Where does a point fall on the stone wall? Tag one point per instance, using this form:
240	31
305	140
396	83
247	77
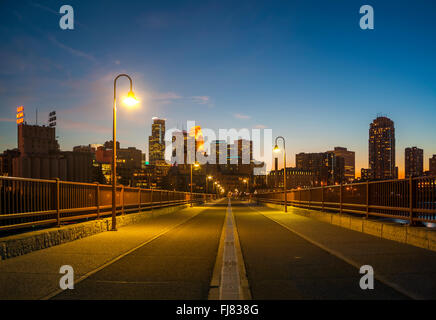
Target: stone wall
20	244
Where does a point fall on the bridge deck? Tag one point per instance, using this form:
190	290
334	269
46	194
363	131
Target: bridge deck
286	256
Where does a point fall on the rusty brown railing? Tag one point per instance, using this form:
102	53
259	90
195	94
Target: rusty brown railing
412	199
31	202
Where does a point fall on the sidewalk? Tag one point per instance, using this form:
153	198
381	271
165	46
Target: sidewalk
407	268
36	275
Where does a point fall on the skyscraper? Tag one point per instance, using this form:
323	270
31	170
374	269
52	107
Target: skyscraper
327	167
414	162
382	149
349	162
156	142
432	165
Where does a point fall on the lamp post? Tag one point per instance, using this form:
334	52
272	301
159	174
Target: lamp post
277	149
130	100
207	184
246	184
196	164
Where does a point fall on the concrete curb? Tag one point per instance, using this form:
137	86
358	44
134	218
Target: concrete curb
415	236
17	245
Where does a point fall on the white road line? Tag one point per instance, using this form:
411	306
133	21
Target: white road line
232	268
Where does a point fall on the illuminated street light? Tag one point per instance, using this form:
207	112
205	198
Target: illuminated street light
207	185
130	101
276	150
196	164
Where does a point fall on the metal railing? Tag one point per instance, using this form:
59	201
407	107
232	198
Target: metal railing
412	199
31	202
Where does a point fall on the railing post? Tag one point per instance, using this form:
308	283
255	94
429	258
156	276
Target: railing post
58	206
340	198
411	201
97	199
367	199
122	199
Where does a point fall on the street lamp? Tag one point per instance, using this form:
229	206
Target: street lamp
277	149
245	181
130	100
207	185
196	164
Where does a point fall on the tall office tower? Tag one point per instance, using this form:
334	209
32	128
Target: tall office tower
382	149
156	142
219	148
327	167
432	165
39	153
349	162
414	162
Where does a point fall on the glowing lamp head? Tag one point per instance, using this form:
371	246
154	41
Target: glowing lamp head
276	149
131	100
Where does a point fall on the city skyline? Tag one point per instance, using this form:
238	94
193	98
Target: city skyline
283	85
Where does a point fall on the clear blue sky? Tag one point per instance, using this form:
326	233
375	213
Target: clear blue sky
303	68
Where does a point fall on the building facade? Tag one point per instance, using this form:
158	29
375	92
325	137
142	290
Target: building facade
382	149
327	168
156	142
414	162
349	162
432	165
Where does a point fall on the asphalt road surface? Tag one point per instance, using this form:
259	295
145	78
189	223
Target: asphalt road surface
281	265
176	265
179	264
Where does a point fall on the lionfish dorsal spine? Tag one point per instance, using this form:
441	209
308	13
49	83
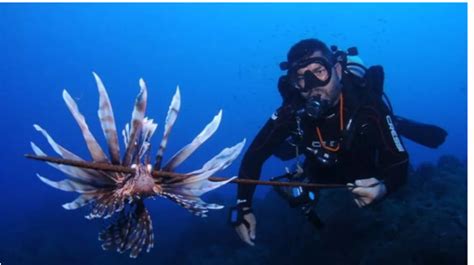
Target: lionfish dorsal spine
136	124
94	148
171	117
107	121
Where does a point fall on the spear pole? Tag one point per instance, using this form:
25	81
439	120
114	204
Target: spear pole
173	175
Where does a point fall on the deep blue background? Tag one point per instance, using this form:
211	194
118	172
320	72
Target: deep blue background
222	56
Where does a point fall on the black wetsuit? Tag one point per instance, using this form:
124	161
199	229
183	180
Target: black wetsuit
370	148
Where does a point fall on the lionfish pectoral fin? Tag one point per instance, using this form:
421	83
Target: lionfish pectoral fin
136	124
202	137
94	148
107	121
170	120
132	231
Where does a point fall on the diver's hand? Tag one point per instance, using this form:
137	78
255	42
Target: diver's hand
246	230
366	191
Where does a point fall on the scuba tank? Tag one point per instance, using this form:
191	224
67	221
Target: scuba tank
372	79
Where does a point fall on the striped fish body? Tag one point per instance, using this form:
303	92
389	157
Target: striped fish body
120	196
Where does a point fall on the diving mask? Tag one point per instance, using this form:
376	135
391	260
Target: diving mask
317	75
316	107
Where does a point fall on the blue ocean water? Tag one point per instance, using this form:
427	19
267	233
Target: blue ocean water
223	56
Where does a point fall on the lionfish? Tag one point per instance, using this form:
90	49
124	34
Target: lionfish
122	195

*THE PROBLEM*: Give all of the material again, exactly, apart from the pictures.

*WRITTEN ANSWER*:
Where does a point fall on the stone wall? Tag one point per instance, using this form:
240	31
305	140
396	83
247	77
Target: stone wall
20	244
Where does a point fall on the bridge deck? Tag one point per instance, using this form:
190	290
334	269
46	194
363	131
Target: bridge deck
286	256
Where does a point fall on the rusty brown railing? Tag one point per instance, using this form:
102	53
259	90
195	94
Target: rusty brown railing
412	199
31	202
Where does a point fall on the sidewalk? Tag one point per instance, using this form:
153	198
381	271
165	46
Target: sidewalk
407	268
36	275
Where does a point fall on the skyscraper? Tag one point per instance, using this form:
323	270
31	170
374	269
52	107
Target: skyscraper
327	167
414	162
382	149
349	162
156	142
432	165
Where does a point fall on the lamp post? Tag one point per instance, using this form:
334	52
272	301
159	174
Target: lamp post
277	149
130	100
207	184
246	184
196	164
Where does a point fall on the concrete curb? Tag one point per instance, using this form:
137	86
358	44
134	218
Target: concrete curb
415	236
17	245
Where does a point fall on the white road line? Tag one point per instance, using this form:
411	306
133	21
Target: white road line
232	268
Where does a point fall on the illuminated street light? Tag one point per instance, using this form:
207	112
205	198
Target: illuminated street light
207	185
130	101
276	150
196	164
Where does a point fall on the metal railing? Tag one point per instance, using this form:
59	201
407	107
232	198
Target: metal railing
412	199
31	202
Where does a point fall on the railing post? Tag one point per instance, using this form:
308	283
255	94
429	258
156	276
Target: railing post
58	206
340	198
411	201
97	199
367	199
122	199
Where does a point fall on the street lamp? Tag one point per instance, using this form:
229	206
Target: street lamp
277	149
245	181
130	100
207	185
196	164
Where does a point fall on the tall office tower? Tag one point per instance, using this form:
334	209
32	128
Target: tall office tower
382	149
156	142
219	148
327	167
432	165
39	153
349	162
414	162
Where does a point fall on the glowing lamp head? Tag one point per instance, using this form:
371	246
154	41
Target: glowing lamp head
276	149
131	100
Where does a point fall on the city skyline? Tag one point per instance, using this form:
238	94
193	98
Target: city skyline
283	85
Where does a point fall on the clear blue sky? Tag one point per instance, using this form:
326	233
375	213
Target: clear blue sky
303	68
Where does a point fall on the building facade? Tag one point per instance, using this form:
158	29
375	92
325	137
142	290
Target: building facade
382	149
327	168
156	142
414	162
349	162
432	165
Where does a point fall on the asphalt road surface? Tag one point per instance, using this form:
259	295
145	78
189	223
Target: asphalt road surface
281	265
176	265
179	264
Where does a point fall on the lionfish dorsal spine? Tag one point per instance, using this form:
441	209
308	13
49	83
Target: lionfish dorsal spine
136	124
94	148
171	117
107	121
Where does a point fall on the spear pole? Tag one point per instance, using this form:
25	81
439	120
114	204
Target: spear pole
173	175
Where does a point fall on the deep blue background? Tag one point per instance, using this form:
211	194
118	172
320	72
Target: deep blue background
222	56
Where does a point fall on the black wetsuit? Tag one point per instance, using this form:
124	161
199	229
183	180
Target: black wetsuit
370	148
Where does a point fall on the lionfish pectoral fin? Tag one point per instance, using this form:
421	83
Target: lionfish pectoral fin
136	124
202	137
94	148
107	121
170	120
132	231
Where does a point fall on the diver's hand? Tag one point per instance, using this form:
137	78
255	42
Target: diver's hand
246	230
366	191
Where does a point fall on the scuba tank? Tag one point per instance, using this form:
191	224
67	221
Target: scuba tank
372	79
Where does a point fall on the striped fish body? Tag one point per instance, using this form:
303	92
389	157
Target: striped fish body
120	196
Where does a point fall on the diving mask? Tag one point per instance, using this form:
376	135
391	260
Target: diving mask
317	75
316	107
Where does a point fall on the blue ocean water? Tag one point per instance, using this form:
427	19
267	233
Target: blue ocean water
223	56
Where does a point fall on the lionfish? Tag one point per instance, using this form:
90	49
124	34
Target: lionfish
122	195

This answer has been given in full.